The evening opened with Drei Lieder aus Wilhelm Tell – three songs by Franz Liszt, with Schiller texts from William Tell. The words for these songs, culled by the playwright-poet from his epic play about the Swiss struggle for Independence, deal with the bucolic rather than the dramatic. That said, there is vivid drama in the way Liszt’s music depicts first a gentle shepherd boy’s tale, then a young man’s journey from town to countryside, and lastly an account of a mature man in awe of nature high in the Alps.

As can be expected, Liszt’s pianistic writing is daunting, and Ms. Loewy handled the accompaniments with impassioned abandon. The texts are set in a consistently high tessitura for the voice that Weeks rode with ease, displaying a vibrant lyric tenor sound and utter comfort with the German language.

*THE PROBLEM*
Could you continue the concert review of the Liszt songs, starting right after its final sentence? The entries that follow come from a different source than the review.

Stored dataset entries
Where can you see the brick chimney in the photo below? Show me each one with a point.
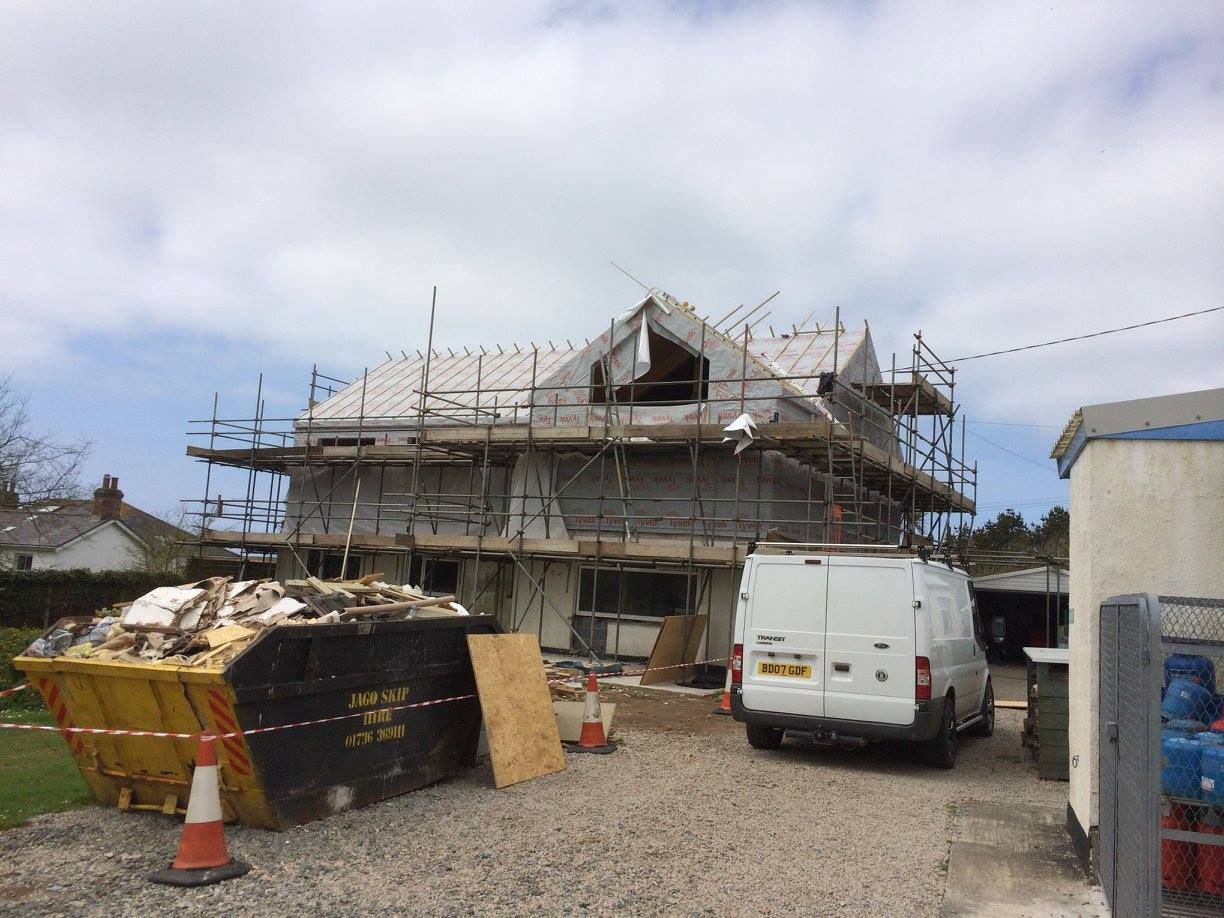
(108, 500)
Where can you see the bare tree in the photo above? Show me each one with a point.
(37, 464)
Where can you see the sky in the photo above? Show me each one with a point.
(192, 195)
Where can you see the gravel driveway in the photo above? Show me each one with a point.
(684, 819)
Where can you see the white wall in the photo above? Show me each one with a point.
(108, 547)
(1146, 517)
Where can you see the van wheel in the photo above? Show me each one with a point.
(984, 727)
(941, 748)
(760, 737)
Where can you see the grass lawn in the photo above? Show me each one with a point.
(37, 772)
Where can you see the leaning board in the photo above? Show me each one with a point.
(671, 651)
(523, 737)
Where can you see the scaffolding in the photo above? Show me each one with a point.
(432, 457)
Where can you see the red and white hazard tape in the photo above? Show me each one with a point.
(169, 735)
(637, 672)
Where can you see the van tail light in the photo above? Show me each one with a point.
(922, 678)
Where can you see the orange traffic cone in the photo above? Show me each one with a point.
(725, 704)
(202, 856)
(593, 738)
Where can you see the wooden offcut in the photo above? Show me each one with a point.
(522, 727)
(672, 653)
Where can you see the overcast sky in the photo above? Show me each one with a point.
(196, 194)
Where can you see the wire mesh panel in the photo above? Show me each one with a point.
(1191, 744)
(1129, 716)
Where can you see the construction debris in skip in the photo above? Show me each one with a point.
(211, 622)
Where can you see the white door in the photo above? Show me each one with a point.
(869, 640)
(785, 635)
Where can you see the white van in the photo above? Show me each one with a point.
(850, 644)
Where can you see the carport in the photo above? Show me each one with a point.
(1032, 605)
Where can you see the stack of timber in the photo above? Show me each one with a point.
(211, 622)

...

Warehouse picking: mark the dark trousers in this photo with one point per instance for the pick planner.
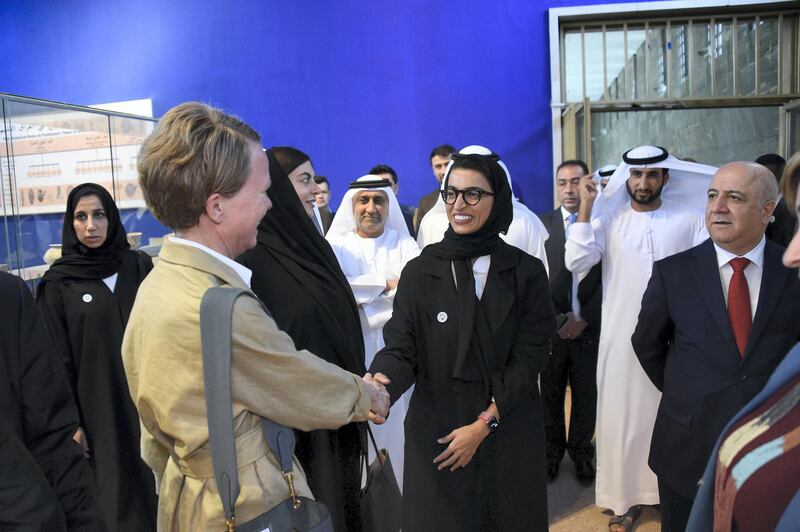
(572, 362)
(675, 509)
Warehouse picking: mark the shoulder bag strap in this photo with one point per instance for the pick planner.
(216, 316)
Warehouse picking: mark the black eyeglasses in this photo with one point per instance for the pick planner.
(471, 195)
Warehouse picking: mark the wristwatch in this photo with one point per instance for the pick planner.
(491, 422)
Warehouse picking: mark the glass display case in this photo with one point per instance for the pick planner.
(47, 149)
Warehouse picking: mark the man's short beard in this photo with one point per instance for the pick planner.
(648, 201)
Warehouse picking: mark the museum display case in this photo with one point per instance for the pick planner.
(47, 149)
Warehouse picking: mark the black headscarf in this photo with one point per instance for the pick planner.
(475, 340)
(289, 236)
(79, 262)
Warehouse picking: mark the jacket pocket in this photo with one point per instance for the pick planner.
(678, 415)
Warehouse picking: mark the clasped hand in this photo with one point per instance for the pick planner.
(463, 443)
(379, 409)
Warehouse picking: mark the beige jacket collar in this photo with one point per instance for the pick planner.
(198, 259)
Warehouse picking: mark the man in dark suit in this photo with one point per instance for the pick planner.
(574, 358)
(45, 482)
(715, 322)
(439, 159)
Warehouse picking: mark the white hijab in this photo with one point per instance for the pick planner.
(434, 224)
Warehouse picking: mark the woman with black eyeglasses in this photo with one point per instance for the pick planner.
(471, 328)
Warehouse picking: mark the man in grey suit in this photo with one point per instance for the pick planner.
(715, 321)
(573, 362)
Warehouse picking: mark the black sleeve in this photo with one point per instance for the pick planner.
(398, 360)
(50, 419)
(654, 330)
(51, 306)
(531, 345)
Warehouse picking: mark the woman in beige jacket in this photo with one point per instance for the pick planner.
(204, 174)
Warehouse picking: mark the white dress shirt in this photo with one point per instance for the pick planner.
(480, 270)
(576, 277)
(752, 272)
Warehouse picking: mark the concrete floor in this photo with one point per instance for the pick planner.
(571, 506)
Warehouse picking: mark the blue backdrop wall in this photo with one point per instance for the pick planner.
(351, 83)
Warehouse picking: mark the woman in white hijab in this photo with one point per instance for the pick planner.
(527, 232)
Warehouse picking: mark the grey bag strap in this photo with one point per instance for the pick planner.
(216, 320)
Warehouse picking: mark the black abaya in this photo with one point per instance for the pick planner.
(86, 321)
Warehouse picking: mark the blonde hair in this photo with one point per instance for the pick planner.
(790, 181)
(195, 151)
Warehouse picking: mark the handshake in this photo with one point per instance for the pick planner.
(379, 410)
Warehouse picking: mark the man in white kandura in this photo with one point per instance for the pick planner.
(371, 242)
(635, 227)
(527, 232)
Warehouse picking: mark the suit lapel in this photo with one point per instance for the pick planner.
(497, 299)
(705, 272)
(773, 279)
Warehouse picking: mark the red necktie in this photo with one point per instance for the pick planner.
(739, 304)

*RESPONSE TO THIS TASK*
Ich möchte hingehn, another rarity was given a stand-alone position rather than appended to the Liszt group. A somber meditation on Death that approaches the scope of an operatic soliloquy, it was given an intensely moving performance by Weeks, with Ms. Loewy ever the sensitively supportive partner remarkably handling the frequent colla voce instances and the many tempo changes in the musically complex song.

From the dark hues of the Middle-European Romanticism of Liszt, the artists moved to the sunny songs of Antón Garcia Abril. The octogenarian Spanish composer writes in a lush tonal idiom that,  along with a frequent use of Moorish-Aragonese musical filigree places him in the company of Turina, Granados, de Falla and Rodrigo. The texts of Canciones de Noche y Estrellas (Songs of Night and the Stars) and Canciones del Recuerdo (Songs of Remembrance) are set by the composer in a vocally-friendly manner, and Daniel Weeks sang them in flawless Spanish and with plenty of Iberian flair, while Ms. Loewy provided sensitive partnering throughout.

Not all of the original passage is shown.